THE RECORDS START
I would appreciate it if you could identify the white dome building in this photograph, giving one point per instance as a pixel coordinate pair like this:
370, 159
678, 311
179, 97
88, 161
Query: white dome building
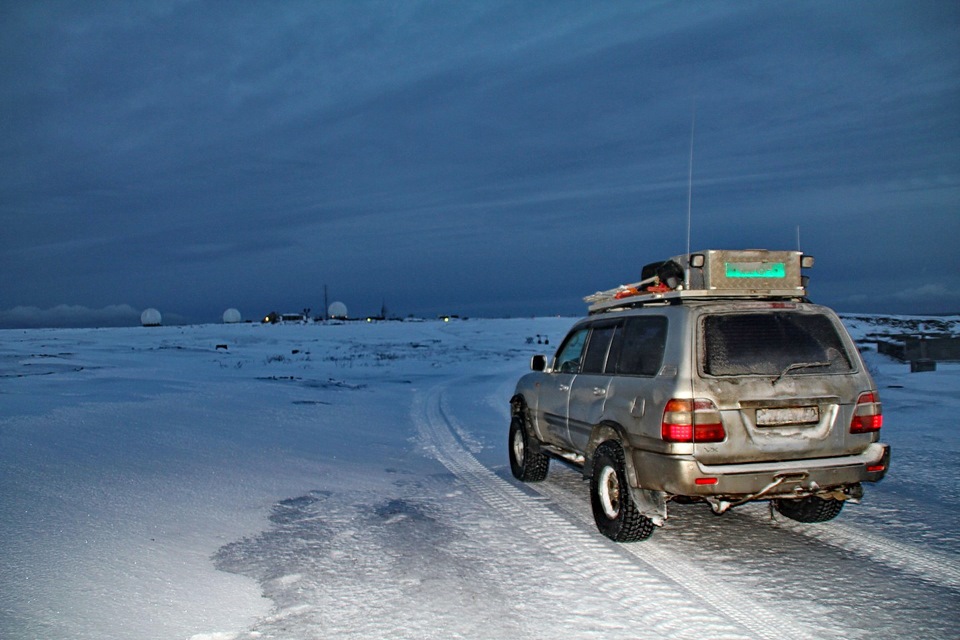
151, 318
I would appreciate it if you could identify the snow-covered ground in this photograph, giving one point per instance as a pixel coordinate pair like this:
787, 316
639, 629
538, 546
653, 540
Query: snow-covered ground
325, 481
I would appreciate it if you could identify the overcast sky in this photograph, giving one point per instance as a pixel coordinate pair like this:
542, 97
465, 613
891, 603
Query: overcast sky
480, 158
THE RECORDS END
THE RECORDS START
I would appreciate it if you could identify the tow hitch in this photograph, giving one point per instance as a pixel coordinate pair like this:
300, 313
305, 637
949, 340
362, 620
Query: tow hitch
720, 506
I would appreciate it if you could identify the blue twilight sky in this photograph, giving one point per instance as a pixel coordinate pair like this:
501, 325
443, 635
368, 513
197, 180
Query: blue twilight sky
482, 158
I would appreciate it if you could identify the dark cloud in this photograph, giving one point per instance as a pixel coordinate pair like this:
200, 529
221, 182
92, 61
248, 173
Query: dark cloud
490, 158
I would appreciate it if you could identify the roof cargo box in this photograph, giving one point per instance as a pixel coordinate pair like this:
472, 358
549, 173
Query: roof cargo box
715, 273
THE RECORDS END
▶ **EXERCISE DIRECTIONS**
Looking at the material above, say how many of its lines hold the word "pixel", giving only the number.

▶ **RESULT FOR THIS EXERCISE**
7